▶ _Dataset records_
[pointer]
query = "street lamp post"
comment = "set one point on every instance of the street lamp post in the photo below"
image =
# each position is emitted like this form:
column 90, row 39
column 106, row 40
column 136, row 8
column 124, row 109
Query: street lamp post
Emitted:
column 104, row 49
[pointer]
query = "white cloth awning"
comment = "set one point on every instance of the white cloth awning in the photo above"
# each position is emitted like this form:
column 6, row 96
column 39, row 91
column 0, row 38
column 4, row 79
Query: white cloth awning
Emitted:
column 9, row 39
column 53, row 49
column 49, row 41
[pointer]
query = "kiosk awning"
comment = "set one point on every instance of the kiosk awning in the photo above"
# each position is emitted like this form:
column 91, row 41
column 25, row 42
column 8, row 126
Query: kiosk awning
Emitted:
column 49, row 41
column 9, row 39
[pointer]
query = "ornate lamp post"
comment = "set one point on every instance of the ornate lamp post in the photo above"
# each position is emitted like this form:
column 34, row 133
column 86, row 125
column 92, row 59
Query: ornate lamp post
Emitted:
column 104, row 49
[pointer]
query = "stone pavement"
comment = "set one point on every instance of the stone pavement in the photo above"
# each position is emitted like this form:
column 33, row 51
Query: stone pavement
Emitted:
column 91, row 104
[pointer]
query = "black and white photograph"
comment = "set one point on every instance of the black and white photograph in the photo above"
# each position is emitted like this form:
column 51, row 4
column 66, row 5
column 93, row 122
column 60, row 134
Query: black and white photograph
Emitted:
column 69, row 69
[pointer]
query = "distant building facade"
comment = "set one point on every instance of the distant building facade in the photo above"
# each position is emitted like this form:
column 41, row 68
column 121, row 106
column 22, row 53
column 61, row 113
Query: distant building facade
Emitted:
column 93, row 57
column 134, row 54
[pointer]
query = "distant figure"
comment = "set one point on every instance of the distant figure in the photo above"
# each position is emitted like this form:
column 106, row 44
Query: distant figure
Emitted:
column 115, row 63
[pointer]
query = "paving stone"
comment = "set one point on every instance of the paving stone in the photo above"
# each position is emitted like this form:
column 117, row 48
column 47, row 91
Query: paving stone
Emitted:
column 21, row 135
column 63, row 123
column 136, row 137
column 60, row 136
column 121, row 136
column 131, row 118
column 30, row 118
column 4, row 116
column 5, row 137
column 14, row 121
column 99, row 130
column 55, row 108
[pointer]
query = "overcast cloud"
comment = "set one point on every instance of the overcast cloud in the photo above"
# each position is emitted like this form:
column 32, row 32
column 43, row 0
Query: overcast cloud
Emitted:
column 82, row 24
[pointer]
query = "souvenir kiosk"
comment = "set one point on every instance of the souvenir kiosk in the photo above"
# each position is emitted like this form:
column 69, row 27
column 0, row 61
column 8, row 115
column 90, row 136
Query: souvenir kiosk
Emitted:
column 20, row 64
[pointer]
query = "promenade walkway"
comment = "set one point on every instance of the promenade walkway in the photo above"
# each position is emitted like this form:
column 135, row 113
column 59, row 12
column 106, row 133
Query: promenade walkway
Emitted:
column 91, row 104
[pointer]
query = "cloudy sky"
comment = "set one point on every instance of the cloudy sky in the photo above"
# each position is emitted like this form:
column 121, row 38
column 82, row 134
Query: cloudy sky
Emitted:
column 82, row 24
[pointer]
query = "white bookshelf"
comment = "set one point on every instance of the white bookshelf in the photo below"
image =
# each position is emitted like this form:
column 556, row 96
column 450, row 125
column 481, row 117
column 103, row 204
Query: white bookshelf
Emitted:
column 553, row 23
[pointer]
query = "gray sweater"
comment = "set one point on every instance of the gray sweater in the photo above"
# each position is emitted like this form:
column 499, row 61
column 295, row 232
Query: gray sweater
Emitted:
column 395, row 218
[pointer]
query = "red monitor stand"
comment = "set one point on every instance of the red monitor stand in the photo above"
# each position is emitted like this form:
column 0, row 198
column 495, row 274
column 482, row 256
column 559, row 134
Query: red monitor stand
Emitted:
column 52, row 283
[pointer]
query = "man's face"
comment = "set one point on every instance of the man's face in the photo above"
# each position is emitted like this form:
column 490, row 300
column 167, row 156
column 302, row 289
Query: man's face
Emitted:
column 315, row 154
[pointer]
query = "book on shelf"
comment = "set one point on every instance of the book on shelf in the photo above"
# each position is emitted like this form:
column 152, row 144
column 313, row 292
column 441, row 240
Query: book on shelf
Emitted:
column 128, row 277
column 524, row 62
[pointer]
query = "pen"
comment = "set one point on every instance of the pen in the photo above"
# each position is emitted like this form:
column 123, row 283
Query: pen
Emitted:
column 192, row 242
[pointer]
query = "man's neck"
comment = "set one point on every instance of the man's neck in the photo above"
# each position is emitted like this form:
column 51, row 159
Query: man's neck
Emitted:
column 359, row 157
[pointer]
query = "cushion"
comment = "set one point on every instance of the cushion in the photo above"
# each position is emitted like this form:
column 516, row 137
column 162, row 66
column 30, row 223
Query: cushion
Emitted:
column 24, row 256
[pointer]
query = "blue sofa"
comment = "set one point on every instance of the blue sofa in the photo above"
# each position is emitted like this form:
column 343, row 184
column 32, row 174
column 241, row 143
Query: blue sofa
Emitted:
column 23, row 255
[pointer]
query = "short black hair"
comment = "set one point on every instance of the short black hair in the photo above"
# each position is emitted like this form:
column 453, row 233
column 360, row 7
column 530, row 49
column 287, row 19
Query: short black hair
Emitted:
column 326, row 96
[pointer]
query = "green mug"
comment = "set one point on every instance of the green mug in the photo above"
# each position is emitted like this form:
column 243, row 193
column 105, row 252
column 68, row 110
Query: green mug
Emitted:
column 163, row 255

▶ _Problem description_
Each record should come back exactly as written.

▶ _Written answer_
[pointer]
query = "street lamp post"
comment = "set one point on every instance of the street lamp post in the photo below"
image =
# each position is emitted like this form:
column 90, row 39
column 106, row 40
column 136, row 8
column 124, row 109
Query: street lamp post
Emitted:
column 104, row 49
[pointer]
query = "white cloth awning"
comment = "set one point on every instance of the white cloth awning in the photo above"
# each position is emitted like this form:
column 6, row 96
column 39, row 91
column 0, row 38
column 4, row 79
Query: white cloth awning
Emitted:
column 9, row 39
column 53, row 49
column 49, row 41
[pointer]
query = "kiosk awning"
comment = "set one point on every instance of the kiosk awning in the photo above"
# each position is emitted like this form:
column 91, row 41
column 25, row 42
column 8, row 126
Query: kiosk awning
Emitted:
column 49, row 41
column 9, row 39
[pointer]
query = "ornate lamp post"
comment = "set one point on every instance of the ornate lamp post in the photo above"
# each position is emitted like this form:
column 34, row 133
column 86, row 125
column 92, row 59
Query: ornate lamp post
Emitted:
column 104, row 49
[pointer]
query = "stone pavement"
comment = "set one point on every instance of the stone pavement in the photo above"
# each position is emitted like this form:
column 33, row 51
Query: stone pavement
Emitted:
column 91, row 104
[pointer]
query = "black and white photograph"
comment = "set one point on every instance of the black and white photograph in the photo above"
# each position is emitted like this form:
column 51, row 4
column 66, row 5
column 93, row 122
column 60, row 134
Query: black and white photograph
Emitted:
column 69, row 69
[pointer]
query = "distant building facade"
comment = "set one point on every instance of the distant building facade in the photo above"
# each position is emitted like this form:
column 41, row 68
column 121, row 106
column 22, row 53
column 61, row 113
Query: distant building facade
Emitted:
column 93, row 57
column 134, row 54
[pointer]
query = "distant figure"
comment = "set one point on every instance of the distant figure in the photo above"
# each position is emitted like this form:
column 106, row 44
Query: distant figure
Emitted:
column 115, row 63
[pointer]
query = "paving stone"
comment = "set one point on every instance of the paving stone in the photo above"
# each position is emitted like this form:
column 117, row 48
column 47, row 91
Query: paving stone
Emitted:
column 21, row 135
column 63, row 123
column 136, row 137
column 60, row 136
column 121, row 136
column 131, row 118
column 30, row 118
column 4, row 116
column 5, row 137
column 14, row 121
column 99, row 130
column 55, row 108
[pointer]
query = "overcast cloud"
comment = "set one point on every instance of the overcast cloud in the photo above"
# each position is emitted like this form:
column 32, row 32
column 43, row 0
Query: overcast cloud
Emitted:
column 82, row 24
[pointer]
query = "souvenir kiosk"
comment = "set one point on every instance of the souvenir kiosk in the photo above"
# each position is emitted like this form:
column 69, row 27
column 0, row 61
column 8, row 115
column 90, row 136
Query: souvenir kiosk
Emitted:
column 20, row 64
[pointer]
query = "promenade walkway"
comment = "set one point on every instance of the promenade walkway in the photo above"
# each position is emitted like this form:
column 135, row 113
column 59, row 12
column 106, row 133
Query: promenade walkway
Emitted:
column 91, row 104
[pointer]
query = "cloudy sky"
comment = "set one point on every instance of the cloudy sky in the photo above"
# each position is emitted like this form:
column 121, row 38
column 82, row 134
Query: cloudy sky
Emitted:
column 82, row 24
[pointer]
query = "white bookshelf"
comment = "set one point on every instance of the white bookshelf in the photo below"
image =
# each position is emitted like this form:
column 556, row 96
column 450, row 125
column 481, row 117
column 103, row 204
Query: white bookshelf
Emitted:
column 553, row 23
[pointer]
query = "gray sweater"
comment = "set one point on every instance of the gray sweater in the photo above"
# each position is emitted like this form:
column 499, row 61
column 295, row 232
Query: gray sweater
Emitted:
column 395, row 218
[pointer]
query = "red monitor stand"
comment = "set one point on every instance of the red monitor stand in the photo above"
# each position is emitted like this form:
column 0, row 198
column 495, row 274
column 482, row 256
column 559, row 134
Query: red monitor stand
Emitted:
column 52, row 283
[pointer]
query = "man's face"
comment = "set one point on every instance of the man's face in the photo above"
# each position is emitted like this form:
column 490, row 300
column 167, row 156
column 302, row 289
Query: man's face
Emitted:
column 315, row 154
[pointer]
query = "book on shelf"
comment = "set one point on every instance of the book on shelf in the photo above"
# each position is emitted like this form:
column 152, row 144
column 313, row 292
column 441, row 240
Query: book on shelf
Emitted:
column 128, row 277
column 524, row 62
[pointer]
query = "pen"
comment = "set one point on every instance of the pen in the photo above"
# each position is emitted like this form:
column 123, row 283
Query: pen
Emitted:
column 192, row 242
[pointer]
query = "man's neck"
comment = "set one point on every instance of the man's neck in the photo above"
# each position is emitted like this form:
column 51, row 159
Query: man's neck
Emitted:
column 359, row 157
[pointer]
query = "cushion"
comment = "set one point on every instance of the cushion in the photo above"
# each position is emitted like this form:
column 516, row 137
column 162, row 66
column 30, row 223
Query: cushion
Emitted:
column 24, row 256
[pointer]
query = "blue sofa"
comment = "set one point on every instance of the blue sofa in the photo above"
# each position is emitted like this form:
column 343, row 184
column 32, row 174
column 241, row 143
Query: blue sofa
Emitted:
column 23, row 255
[pointer]
query = "short black hair"
comment = "set one point on every instance of the short black hair in the photo above"
# each position is emitted like this form:
column 453, row 233
column 360, row 7
column 530, row 49
column 287, row 19
Query: short black hair
Emitted:
column 326, row 96
[pointer]
query = "green mug"
comment = "set one point on every instance of the green mug in the photo above"
# each position is emitted like this form:
column 243, row 193
column 105, row 252
column 68, row 110
Query: green mug
Emitted:
column 163, row 255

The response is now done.